*Task requirements*.
After locating the line with "Where can the brick paved" in the data that follows, return it and every later line exactly, up to and including the line with "Where can the brick sidewalk".

*Input records*.
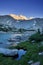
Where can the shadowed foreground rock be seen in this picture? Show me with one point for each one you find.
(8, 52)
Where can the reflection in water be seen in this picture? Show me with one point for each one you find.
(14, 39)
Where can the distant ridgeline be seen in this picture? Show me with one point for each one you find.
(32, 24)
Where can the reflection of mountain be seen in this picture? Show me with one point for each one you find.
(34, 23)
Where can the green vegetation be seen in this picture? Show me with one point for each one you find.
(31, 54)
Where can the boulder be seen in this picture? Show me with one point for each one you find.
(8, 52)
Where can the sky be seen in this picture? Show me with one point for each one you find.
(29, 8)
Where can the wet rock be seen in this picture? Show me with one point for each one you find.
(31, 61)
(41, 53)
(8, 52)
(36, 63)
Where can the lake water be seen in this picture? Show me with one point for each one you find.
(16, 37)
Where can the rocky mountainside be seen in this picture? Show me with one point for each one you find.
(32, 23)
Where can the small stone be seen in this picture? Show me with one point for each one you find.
---
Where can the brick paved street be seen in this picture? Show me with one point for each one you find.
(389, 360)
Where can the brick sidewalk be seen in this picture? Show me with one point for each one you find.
==
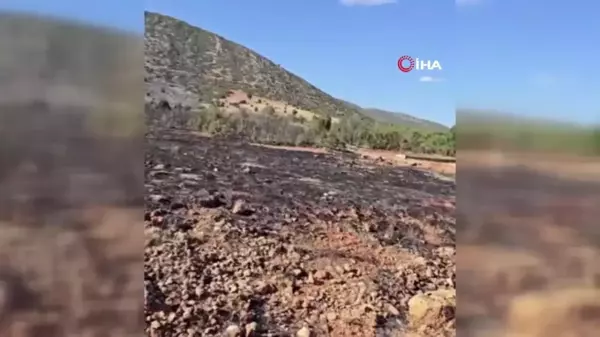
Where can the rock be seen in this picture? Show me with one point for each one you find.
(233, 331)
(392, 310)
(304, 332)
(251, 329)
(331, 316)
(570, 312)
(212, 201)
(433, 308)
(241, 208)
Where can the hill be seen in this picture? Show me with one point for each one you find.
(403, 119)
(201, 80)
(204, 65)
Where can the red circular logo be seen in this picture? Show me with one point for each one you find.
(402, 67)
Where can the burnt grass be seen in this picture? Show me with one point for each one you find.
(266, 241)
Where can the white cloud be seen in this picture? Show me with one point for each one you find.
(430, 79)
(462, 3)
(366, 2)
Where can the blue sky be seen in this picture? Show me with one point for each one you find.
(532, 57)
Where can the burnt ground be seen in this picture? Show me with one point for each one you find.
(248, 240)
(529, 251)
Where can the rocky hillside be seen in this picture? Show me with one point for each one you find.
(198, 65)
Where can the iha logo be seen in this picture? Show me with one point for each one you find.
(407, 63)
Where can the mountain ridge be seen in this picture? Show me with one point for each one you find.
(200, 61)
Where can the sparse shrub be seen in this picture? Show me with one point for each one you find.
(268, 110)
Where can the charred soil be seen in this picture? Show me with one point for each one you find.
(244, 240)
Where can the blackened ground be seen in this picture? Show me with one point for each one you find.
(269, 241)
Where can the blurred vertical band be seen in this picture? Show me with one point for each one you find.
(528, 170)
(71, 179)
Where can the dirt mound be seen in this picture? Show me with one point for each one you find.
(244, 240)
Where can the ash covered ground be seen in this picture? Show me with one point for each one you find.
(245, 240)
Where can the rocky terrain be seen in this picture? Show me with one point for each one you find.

*Response box*.
Where can the brick paved street be seen in this picture? Show me with one point for each one you find.
(389, 360)
Where can the brick sidewalk be seen in this picture? Show me with one point for each one you find.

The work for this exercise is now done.